→ **Task requirements**: Print the first line of the data below and every one after it, through the line containing "point: painted parking", exactly as written.

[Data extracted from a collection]
+ + + + + + +

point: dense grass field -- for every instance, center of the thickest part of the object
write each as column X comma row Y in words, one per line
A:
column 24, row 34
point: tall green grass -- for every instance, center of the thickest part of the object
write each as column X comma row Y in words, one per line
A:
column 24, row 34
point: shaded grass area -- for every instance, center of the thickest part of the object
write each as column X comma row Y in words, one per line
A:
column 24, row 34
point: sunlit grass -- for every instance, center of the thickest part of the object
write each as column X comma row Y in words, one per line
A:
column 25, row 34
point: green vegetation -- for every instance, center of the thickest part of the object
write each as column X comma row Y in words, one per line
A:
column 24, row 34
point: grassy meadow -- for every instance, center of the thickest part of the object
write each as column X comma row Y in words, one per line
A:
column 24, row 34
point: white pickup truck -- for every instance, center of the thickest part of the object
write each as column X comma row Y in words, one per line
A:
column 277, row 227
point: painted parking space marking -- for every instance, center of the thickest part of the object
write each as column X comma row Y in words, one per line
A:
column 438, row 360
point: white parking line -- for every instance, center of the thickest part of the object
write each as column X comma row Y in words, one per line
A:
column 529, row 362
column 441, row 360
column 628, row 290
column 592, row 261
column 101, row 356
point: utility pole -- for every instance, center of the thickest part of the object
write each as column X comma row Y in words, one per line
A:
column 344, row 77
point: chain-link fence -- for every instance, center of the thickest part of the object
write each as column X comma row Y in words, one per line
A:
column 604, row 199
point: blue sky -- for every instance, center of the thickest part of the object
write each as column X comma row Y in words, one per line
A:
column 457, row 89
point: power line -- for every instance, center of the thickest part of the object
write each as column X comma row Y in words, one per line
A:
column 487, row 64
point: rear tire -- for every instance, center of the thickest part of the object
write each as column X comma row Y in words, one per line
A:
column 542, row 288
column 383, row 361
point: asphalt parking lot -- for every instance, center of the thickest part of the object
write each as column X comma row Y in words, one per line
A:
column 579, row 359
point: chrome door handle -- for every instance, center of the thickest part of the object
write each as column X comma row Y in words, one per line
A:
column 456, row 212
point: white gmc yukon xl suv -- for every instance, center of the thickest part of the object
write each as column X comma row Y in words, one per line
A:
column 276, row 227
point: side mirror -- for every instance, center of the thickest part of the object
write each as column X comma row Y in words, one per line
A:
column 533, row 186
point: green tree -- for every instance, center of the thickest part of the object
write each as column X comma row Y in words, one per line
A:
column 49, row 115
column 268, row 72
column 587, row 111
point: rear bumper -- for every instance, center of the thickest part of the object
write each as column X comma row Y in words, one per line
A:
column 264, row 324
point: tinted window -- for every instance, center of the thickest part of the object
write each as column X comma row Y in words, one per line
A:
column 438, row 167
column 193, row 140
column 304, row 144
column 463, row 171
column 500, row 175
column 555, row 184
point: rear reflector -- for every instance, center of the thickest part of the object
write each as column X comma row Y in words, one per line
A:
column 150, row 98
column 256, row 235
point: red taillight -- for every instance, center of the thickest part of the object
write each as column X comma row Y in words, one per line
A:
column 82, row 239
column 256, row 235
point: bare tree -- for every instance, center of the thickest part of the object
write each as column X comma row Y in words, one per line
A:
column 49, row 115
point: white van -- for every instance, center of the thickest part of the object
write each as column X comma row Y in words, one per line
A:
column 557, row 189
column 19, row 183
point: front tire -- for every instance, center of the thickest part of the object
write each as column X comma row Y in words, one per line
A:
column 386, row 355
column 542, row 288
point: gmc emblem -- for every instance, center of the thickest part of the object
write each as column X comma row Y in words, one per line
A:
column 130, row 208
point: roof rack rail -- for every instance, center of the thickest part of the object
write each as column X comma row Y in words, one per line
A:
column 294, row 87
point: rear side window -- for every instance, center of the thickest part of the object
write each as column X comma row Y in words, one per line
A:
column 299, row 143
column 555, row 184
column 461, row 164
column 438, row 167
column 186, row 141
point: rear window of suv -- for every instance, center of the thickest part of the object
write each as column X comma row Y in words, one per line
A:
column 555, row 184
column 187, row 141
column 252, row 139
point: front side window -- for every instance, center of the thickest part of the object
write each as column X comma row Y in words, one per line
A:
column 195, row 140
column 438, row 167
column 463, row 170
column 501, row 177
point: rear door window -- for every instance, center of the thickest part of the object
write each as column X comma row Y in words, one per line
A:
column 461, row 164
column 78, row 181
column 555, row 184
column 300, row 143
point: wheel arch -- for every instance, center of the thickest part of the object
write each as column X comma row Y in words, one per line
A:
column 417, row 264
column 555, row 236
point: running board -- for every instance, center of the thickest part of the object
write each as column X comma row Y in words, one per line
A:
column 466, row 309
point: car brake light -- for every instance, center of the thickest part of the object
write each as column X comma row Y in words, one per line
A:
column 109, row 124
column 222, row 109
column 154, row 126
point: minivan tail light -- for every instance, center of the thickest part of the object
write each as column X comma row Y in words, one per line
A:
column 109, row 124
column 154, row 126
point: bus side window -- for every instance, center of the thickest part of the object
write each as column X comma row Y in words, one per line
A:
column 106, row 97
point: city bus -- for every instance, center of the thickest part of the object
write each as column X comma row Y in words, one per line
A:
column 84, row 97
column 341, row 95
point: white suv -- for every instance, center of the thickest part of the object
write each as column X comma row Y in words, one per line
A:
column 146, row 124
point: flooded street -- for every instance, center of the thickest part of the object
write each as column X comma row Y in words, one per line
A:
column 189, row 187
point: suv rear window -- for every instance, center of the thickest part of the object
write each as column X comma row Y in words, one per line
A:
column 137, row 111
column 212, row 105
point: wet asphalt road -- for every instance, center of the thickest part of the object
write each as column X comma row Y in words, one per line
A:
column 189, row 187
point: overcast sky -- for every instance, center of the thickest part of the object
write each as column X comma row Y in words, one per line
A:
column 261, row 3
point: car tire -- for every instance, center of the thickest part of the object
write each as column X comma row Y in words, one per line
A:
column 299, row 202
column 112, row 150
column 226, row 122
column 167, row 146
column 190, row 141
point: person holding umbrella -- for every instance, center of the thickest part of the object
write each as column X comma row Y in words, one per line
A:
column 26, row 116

+ + + + + + +

→ **Solution to this exercise**:
point: dense grass field -- for every instance, center of the thickest part of the object
write each as column X comma row Y in words, one per line
A:
column 24, row 34
point: tall green grass -- for every instance, center of the thickest part of the object
write each as column X comma row Y in words, one per line
A:
column 24, row 34
point: shaded grass area -- for every instance, center of the thickest part of the object
write each as column X comma row Y in words, one per line
A:
column 24, row 34
point: sunlit grass -- for every instance, center of the thickest part of the object
write each as column X comma row Y in words, one per line
A:
column 25, row 34
point: green vegetation -- for every instance, center of the thickest part of the object
write each as column X comma row Y in words, one per line
A:
column 24, row 34
point: grassy meadow -- for every instance, center of the thickest part of the object
write each as column X comma row Y in words, one per line
A:
column 24, row 34
point: white pickup truck -- for every instance, center of the thickest part of the object
write each as column X comma row Y in words, one per line
A:
column 277, row 227
point: painted parking space marking -- for every instance, center of the thickest part of the object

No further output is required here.